All of the data beneath this instruction is to be transcribed word for word.

» **Referring expression data**
§
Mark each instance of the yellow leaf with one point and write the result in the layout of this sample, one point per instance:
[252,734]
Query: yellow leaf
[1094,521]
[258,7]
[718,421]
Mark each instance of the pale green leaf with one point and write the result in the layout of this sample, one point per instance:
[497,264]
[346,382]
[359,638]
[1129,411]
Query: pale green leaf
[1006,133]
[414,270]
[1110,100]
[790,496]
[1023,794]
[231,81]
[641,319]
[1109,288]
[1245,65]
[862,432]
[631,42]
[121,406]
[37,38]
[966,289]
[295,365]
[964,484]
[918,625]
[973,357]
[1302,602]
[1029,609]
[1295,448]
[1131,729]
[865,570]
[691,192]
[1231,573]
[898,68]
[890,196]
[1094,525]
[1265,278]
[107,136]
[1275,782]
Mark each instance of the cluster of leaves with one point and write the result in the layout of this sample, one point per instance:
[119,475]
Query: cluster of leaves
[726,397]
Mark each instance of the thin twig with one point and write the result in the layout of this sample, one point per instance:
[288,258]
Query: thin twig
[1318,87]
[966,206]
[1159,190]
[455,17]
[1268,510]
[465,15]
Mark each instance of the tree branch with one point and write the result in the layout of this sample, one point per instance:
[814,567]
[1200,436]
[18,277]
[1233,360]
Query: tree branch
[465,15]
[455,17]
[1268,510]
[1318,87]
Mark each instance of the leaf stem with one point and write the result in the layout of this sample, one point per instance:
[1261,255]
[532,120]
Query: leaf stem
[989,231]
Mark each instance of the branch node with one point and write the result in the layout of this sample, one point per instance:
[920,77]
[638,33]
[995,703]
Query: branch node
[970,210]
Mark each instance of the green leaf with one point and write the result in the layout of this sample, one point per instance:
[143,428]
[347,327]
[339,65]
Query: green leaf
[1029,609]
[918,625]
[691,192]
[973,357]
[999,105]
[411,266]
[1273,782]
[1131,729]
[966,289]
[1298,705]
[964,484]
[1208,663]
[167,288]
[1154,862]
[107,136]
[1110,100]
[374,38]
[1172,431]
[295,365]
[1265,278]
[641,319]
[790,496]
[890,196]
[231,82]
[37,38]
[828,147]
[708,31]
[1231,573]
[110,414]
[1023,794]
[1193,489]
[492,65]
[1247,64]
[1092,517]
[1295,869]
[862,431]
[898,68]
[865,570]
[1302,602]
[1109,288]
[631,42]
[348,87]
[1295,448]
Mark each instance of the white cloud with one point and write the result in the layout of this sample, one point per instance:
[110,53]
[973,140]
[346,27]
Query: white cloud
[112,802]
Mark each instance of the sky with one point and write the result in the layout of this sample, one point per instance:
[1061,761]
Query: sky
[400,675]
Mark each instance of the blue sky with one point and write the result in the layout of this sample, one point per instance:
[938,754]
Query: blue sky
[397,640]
§
» **Response to this task**
Mark each instance of the yellow leaf with one point and write the result in the layout of this sample, one point per instance:
[252,734]
Query: yellow leaf
[1094,521]
[258,7]
[718,421]
Mark each instance of the pale green leaf with one point and write the result in the layout of this sample, one point per instance:
[497,264]
[346,382]
[359,638]
[1129,411]
Query: pale green leaf
[1006,133]
[414,270]
[1110,100]
[790,496]
[1023,794]
[231,81]
[641,319]
[1109,288]
[1245,65]
[862,432]
[631,42]
[121,406]
[37,38]
[966,289]
[295,365]
[964,484]
[918,625]
[973,357]
[1302,602]
[1029,609]
[1295,448]
[1131,729]
[865,570]
[691,192]
[1231,573]
[898,68]
[890,196]
[1094,525]
[1265,278]
[107,136]
[1275,782]
Mark each instance of the cluster of leaves with one point and write the result in the layout of this sample, one point per instance:
[119,475]
Query: cluster of leaves
[726,397]
Mark each instance of the thin twig with one point and write the result in the layout of this sample, one point per instance:
[288,258]
Query: thin twig
[1318,87]
[966,206]
[1159,190]
[455,17]
[1268,510]
[465,15]
Mark each instance of the tree branch with one point and write the result in the layout of this sample, one point per instance:
[814,567]
[1200,436]
[18,277]
[1233,360]
Query: tree branch
[465,15]
[455,17]
[1268,510]
[1318,87]
Mark each instance of the leaf stem with one point and write the result in the layout of this sample, one point per instance:
[1261,255]
[532,120]
Query: leaf stem
[989,231]
Mark each instance of the branch node with one point and write the result in the layout of this sample, one point per instance:
[920,77]
[638,33]
[995,703]
Query: branch node
[970,210]
Mark each instance of the green leaf with one point and write the result in the layout of this sample, one point per instance:
[143,428]
[347,327]
[339,65]
Query: green leaf
[1029,609]
[918,625]
[691,192]
[973,357]
[999,105]
[411,266]
[1273,782]
[1131,729]
[966,289]
[1298,705]
[964,484]
[1208,663]
[167,288]
[1154,862]
[107,136]
[1110,100]
[374,38]
[1172,431]
[295,365]
[1265,278]
[641,319]
[790,496]
[890,196]
[231,82]
[37,38]
[828,147]
[708,31]
[1231,573]
[110,414]
[1023,794]
[1193,489]
[492,65]
[1247,64]
[1092,517]
[1295,869]
[862,431]
[898,68]
[865,570]
[1302,602]
[1109,288]
[631,42]
[348,87]
[1295,448]
Mark each instance of the white cloud with one point and write the result in the layout of this sample, one point per instance:
[110,53]
[973,140]
[346,27]
Query: white cloud
[112,802]
Mark each instance of the sky with one point and write the result in the layout of this sample, one point per instance:
[1061,761]
Query: sky
[400,675]
Mark each instance of the blue sky with one point and write the result in the layout of this sample, one point per instance:
[938,754]
Query: blue sky
[397,640]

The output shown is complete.